Saber si
Dios existe o no, es una cuestión que muchos han intentado resolver, ya sea
desde la ciencia, la religión, o la filosofía, ofreciendo argumentos que
parecen siempre definitivos e inapelables, pero que nunca alcanzan a convencer.
Sobre el particular, Kant
es un buen ejemplo. Él demarcó con claridad las condiciones de posibilidad del
conocimiento científico, y colocó a Dios allende los dominios de la ciencia, no
como un objeto de conocimiento, sino como una exigencia de la razón práctica,
es decir, de la conciencia moral. “Es absolutamente
necesario que uno se convenza de la existencia de Dios, pero no es igualmente
necesario que se la demuestre” diría luego el filósofo de Königsberg; pues demostrarla exige unas
cualidades de las que ningún ser humano dispone ahora ni podrá disponer jamás.
A pesar de todo, Pascal,
cual eximio matemático, ya había pergeñado un algoritmo estadístico
que nos mostraba que era más racional apostar a favor de la existencia de Dios
que jugárnosla en contra. Claro que dicho artilugio (es forzoso admitir) se
adecua más a los menesteres azarosos del casino o el juego de dados que a la gratuidad
que siempre se ha presupuesto a la fe del creyente.
Posiblemente todos estos
caminos (más algún otro pormenor) hayan conducido a Wittgenstein a hilvanar su
famosa afirmación de que “aún cundo todas las posibles cuestiones científicas
hayan recibido respuesta, nuestros problemas vitales todavía no se han rozado
en lo más mínimo.” Y es que la existencia de Dios, más que una cuestión por la
que deba decidirse la razón solo atenida a lo puramente lógico, es un asunto que
reviste una profundidad y sutileza sobrecogedoras. Como ya lo había advertido
el misterioso autor de la homilía a los hebreos, “La fe es la certeza de lo que se espera, la convicción de lo que no se ve”.

Instrucción A => Recopila todas las líneas de las entradas que contengan la palabra "petal".
El texto sobre la existencia de Dios y las entradas no guardan relación entre sí.

Material a procesar =>
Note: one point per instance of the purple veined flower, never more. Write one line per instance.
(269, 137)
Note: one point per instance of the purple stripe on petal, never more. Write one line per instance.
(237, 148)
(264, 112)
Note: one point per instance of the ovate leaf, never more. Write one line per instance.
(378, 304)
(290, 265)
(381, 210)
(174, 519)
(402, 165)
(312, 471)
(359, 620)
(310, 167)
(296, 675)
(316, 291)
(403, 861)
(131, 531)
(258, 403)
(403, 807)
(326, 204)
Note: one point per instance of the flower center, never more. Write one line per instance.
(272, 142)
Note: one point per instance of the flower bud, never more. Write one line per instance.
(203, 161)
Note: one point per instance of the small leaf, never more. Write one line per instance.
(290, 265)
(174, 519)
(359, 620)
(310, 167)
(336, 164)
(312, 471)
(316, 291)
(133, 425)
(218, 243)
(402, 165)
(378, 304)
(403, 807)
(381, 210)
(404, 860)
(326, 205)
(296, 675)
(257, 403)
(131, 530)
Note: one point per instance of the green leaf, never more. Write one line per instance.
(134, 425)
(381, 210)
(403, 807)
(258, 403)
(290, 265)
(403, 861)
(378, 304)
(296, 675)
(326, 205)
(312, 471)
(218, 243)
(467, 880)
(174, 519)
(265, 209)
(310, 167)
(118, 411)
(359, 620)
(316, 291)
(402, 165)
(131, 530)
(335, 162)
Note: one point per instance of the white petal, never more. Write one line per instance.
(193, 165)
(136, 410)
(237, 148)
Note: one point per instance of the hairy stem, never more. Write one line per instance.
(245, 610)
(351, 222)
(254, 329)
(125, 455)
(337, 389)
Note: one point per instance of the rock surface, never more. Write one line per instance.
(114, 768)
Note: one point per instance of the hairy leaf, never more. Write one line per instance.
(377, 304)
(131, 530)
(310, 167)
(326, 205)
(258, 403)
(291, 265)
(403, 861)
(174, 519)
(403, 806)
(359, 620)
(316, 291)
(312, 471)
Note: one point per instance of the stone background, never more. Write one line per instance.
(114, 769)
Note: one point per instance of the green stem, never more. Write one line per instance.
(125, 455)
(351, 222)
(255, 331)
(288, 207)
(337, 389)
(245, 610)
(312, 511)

Instrucción B => En el texto sobre la existencia de Dios, ¿qué filósofo colocó a Dios allende los dominios de la ciencia?

Resultado A =>
Note: one point per instance of the purple stripe on petal, never more. Write one line per instance.
Note: one point per instance of the white petal, never more. Write one line per instance.

Resultado B => Kant.